GIVEN REQUEST: Output these lines as a JSON list of strings, one string per line and no blank lines.

──────────────────────────────

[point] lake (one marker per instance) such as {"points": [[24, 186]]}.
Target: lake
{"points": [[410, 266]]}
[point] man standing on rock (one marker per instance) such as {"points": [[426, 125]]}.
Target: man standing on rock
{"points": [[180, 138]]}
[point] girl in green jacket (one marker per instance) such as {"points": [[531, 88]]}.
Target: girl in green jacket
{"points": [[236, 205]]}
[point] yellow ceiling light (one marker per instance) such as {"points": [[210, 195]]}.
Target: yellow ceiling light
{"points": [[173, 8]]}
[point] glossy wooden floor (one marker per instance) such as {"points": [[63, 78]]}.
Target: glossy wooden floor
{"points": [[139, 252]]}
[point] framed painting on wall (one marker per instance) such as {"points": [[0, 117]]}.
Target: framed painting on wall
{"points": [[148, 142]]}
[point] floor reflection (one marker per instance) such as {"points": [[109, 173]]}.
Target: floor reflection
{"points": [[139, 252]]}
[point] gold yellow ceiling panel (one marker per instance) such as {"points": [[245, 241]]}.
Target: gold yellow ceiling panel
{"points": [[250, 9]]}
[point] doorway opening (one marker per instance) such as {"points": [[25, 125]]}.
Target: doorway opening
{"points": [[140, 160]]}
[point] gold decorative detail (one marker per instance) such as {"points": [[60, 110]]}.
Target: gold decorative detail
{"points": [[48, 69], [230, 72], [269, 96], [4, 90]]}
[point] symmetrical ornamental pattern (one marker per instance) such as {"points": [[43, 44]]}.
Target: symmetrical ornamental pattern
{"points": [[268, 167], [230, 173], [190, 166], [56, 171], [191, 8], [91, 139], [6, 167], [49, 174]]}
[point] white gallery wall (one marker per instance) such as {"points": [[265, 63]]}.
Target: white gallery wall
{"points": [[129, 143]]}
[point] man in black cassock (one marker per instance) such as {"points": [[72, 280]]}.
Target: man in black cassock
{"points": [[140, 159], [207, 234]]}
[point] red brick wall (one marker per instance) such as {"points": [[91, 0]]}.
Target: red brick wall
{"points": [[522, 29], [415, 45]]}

──────────────────────────────

CORRECT ANSWER:
[
  "[point] lake (one marker per instance) such as {\"points\": [[24, 186]]}.",
  "Target: lake",
  "{\"points\": [[410, 266]]}",
  "[point] man standing on rock (one marker per instance) such as {\"points\": [[426, 125]]}.",
  "Target: man standing on rock",
  "{\"points\": [[180, 138]]}",
  "[point] girl in green jacket (one marker per instance) such as {\"points\": [[531, 88]]}.",
  "Target: girl in green jacket",
  "{\"points\": [[236, 205]]}",
  "[point] yellow ceiling light (one marker per instance) such as {\"points\": [[210, 195]]}.",
  "Target: yellow ceiling light",
  "{\"points\": [[173, 8]]}",
  "[point] glossy wooden floor (one marker per instance) such as {\"points\": [[63, 78]]}.",
  "Target: glossy wooden floor",
  "{\"points\": [[139, 252]]}",
  "[point] framed painting on wall (one marker per instance) such as {\"points\": [[0, 117]]}.",
  "Target: framed painting on wall",
  "{\"points\": [[148, 142]]}",
  "[point] floor reflection (one marker per instance) such as {\"points\": [[109, 173]]}.",
  "Target: floor reflection",
  "{\"points\": [[139, 252]]}",
  "[point] gold yellow ceiling panel (one marker per instance) such as {\"points\": [[245, 241]]}.",
  "Target: gold yellow ceiling panel",
  "{\"points\": [[250, 9]]}",
  "[point] doorway opening (one marker per instance) such as {\"points\": [[25, 125]]}.",
  "Target: doorway opening",
  "{\"points\": [[140, 160]]}",
  "[point] gold decorative detail (one marker per instance) such as {\"points\": [[60, 110]]}.",
  "Target: gold decorative detail",
  "{\"points\": [[48, 69], [230, 72], [269, 96], [4, 90]]}",
  "[point] symmetrical ornamental pattern (one marker per instance) such as {\"points\": [[43, 44]]}.",
  "Target: symmetrical ornamental pattern",
  "{\"points\": [[268, 167], [230, 173], [190, 166], [56, 171], [191, 8], [91, 139], [6, 167], [49, 174]]}",
  "[point] white gallery wall (one marker per instance) such as {\"points\": [[265, 63]]}.",
  "Target: white gallery wall",
  "{\"points\": [[129, 143]]}",
  "[point] man in black cassock (one marker per instance) such as {\"points\": [[72, 280]]}.",
  "Target: man in black cassock",
  "{\"points\": [[140, 159], [207, 234]]}",
  "[point] red brick wall (one marker per instance) such as {\"points\": [[91, 0]]}.",
  "Target: red brick wall",
  "{\"points\": [[522, 29], [415, 45]]}"
]